Реальный суверенитет vs. экономика зависимости

После «крымского поворота» российской истории основные персонажи так называемой «несистемной оппозиции» стали не то чтобы крайне непопулярны, а радикально неинтересны. Историю в этот момент делала власть, сконцентрировав в одной точке преимущества стабильности и энергетику трансформации. Тот факт, что спустя три года либеральная фронда играет первым номером, возвращает себе инициативу в формировании повестки дня, не является вызовом власти президента, но является вызовом его лидерству.
Под лидерством я имею в виду не статическое состояние (политический облик президента Путина, его авторитет вполне устойчивы; в некотором смысле, они уже историческая данность), а динамический эффект – способность давать обществу осмысленную перспективу, вести за собой. Иными словами – быть в средоточии исторического процесса, где один успешный «ответ» влечет новый «вызов», и инициатива принадлежит тому, кто берется (не обязательно успешно, но убедительно) разрешить ключевые противоречия своего времени.
Одно из таких противоречий сегодня – это противоречие между демонстрируемым уровнем военно-политического суверенитета страны и моделью зависимого развития в экономической сфере. Подчеркну, речь в данном случае не о желаемом уровне экономического развития (понятно, что все мы хотим быть «богатыми и здоровыми»), а именно о его модели.
Модель зависимого развития – это, коротко говоря, модель тесной интеграции развивающихся стран в миросистему на условиях стран-лидеров.[1] В разные эпохи эти условия могут несколько варьировать. Применительно к реалиям финансовой глобализации конца XX – началаXXIвв. они были сформулированы в принципах так называемого «вашингтонского консенсуса». Жесткая денежно-кредитная политика, либерализация внешней торговли и финансовых рынков, свободный обменный курс национальной валюты, приватизация как панацея и дерегулирование экономики – эти и подобные им правила, сформулированные Джоном Вильямсоном в 1990 г. в статье «Что понимает Вашингтон под политикой реформ», составили макроэкономический кодекс неолиберала применительно к развивающимся рынкам. «Десять заповедей» «вашингтонского консенсуса» – это краткий конспект того, что нужно от нас глобальному капиталу.
Надо сказать, что даже в условиях жесткого санкционного давления финансово-экономический блок правительства приложил все усилия к тому, чтобы эти заповеди соблюдать, что делает нас свидетелями (и, к несчастью, объектом) интересного эксперимента: как хранить верность «вашингтонскому консенсусу» на фоне объявления бессрочной экономической войны со стороны Вашингтона?
Так или иначе, противоречие между геополитическим суверенитетом и экономикой зависимости может разрешиться двояким образом: либо через приведение экономической модели в соответствие с геополитическим статусом либо, напротив, через претворение «экономики зависимости» в «политику зависимости».
На мой взгляд, сегодня это главный параметр политико-идеологического размежевания в правящем слое, не совпадающий с критерием «лояльность» – «оппозиционность».
******
→ **Задание 1**:
Ответьте по фрагменту документа:
(a) Кем и в каком году были сформулированы правила «вашингтонского консенсуса»?
(b) Спустя сколько лет после «крымского поворота» либеральная фронда, по фрагменту, играет первым номером?
(c) Какими двумя путями может разрешиться противоречие между геополитическим суверенитетом и экономикой зависимости?
******
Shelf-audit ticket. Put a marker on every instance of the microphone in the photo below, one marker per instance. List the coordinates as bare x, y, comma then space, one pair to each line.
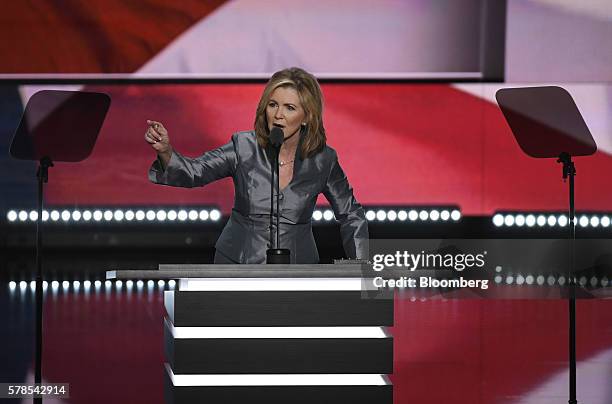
274, 254
277, 137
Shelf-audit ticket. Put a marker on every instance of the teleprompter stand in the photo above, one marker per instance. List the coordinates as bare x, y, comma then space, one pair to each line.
547, 124
56, 126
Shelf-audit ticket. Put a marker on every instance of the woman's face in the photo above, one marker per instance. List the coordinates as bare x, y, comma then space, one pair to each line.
285, 110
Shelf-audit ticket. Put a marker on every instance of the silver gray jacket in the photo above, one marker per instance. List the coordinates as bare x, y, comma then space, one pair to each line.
245, 237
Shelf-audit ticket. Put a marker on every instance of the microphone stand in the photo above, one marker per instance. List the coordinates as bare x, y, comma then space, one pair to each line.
275, 254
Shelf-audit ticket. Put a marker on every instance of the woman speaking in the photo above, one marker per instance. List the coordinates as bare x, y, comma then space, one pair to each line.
291, 101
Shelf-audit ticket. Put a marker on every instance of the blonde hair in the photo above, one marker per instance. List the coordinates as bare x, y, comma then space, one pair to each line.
313, 133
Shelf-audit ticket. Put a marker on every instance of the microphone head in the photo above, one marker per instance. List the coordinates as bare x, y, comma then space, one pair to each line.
277, 137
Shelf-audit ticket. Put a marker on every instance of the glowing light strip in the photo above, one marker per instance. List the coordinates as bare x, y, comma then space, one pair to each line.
276, 332
271, 284
278, 380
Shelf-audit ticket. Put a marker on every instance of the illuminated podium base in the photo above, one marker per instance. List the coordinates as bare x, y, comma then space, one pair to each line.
281, 334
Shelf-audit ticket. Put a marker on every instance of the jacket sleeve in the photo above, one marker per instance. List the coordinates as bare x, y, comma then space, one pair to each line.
195, 172
350, 214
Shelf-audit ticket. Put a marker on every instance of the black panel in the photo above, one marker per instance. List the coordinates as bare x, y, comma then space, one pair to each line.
278, 394
208, 309
279, 355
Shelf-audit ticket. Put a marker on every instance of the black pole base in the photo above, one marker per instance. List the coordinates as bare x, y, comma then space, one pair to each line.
278, 256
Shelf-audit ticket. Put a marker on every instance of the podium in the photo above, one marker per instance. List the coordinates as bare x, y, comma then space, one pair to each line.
273, 334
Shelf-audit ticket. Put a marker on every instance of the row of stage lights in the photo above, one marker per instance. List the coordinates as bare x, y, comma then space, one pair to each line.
139, 285
214, 215
413, 215
549, 220
97, 286
550, 280
117, 215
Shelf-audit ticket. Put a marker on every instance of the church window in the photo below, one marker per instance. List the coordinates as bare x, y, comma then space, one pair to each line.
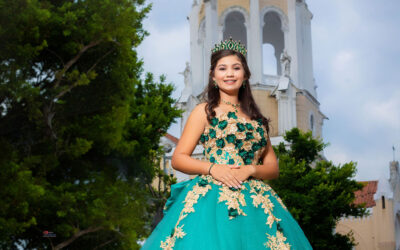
273, 43
235, 27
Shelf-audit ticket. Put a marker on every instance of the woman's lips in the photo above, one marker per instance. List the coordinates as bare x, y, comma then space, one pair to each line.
230, 81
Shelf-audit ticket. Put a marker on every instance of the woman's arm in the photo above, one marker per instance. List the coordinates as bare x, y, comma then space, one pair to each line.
269, 169
181, 158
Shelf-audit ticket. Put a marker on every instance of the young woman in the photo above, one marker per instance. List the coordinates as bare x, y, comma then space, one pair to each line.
227, 205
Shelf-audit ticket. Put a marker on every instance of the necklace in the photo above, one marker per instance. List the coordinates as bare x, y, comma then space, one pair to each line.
233, 104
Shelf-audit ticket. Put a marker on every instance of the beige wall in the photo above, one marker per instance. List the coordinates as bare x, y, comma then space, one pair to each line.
281, 4
373, 232
268, 107
224, 4
303, 108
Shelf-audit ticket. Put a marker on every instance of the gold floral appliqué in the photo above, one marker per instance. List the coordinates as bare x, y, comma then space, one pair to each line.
200, 189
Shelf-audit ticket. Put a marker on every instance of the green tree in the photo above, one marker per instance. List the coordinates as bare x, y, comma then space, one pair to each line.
317, 192
80, 124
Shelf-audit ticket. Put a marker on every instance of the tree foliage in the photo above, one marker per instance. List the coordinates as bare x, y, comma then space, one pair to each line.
80, 124
317, 192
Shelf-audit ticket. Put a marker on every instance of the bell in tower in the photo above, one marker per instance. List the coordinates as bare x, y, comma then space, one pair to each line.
277, 35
******
→ **Задание 2**: Сдвиньте на 90 каждую координату x и y в записях от строки с «Shelf-audit ticket. Put a marker on every instance of the green» до конца записей включительно. Перепишите эти строки полностью и меняйте в них только координаты.

→ **Итоговый ответ 1**:
(a) Джоном Вильямсоном в 1990 г., в статье «Что понимает Вашингтон под политикой реформ».
(b) Спустя три года.
(c) Через приведение экономической модели в соответствие с геополитическим статусом либо через претворение «экономики зависимости» в «политику зависимости».

→ **Итоговый ответ 2**:
Shelf-audit ticket. Put a marker on every instance of the green tree in the photo above, one marker per instance. List the coordinates as bare x, y, comma then space, one pair to each line.
407, 282
170, 214
Shelf-audit ticket. Put a marker on every instance of the tree foliage in the photo above, one marker per instance. List the coordinates as bare x, y, comma then space, one pair to each line.
170, 214
407, 282
Shelf-audit ticket. Put a marker on every instance of the bell in tower in the photo above, one marker per instance. List the coordinates as bare x, y, comma then space, one pair to each line.
367, 125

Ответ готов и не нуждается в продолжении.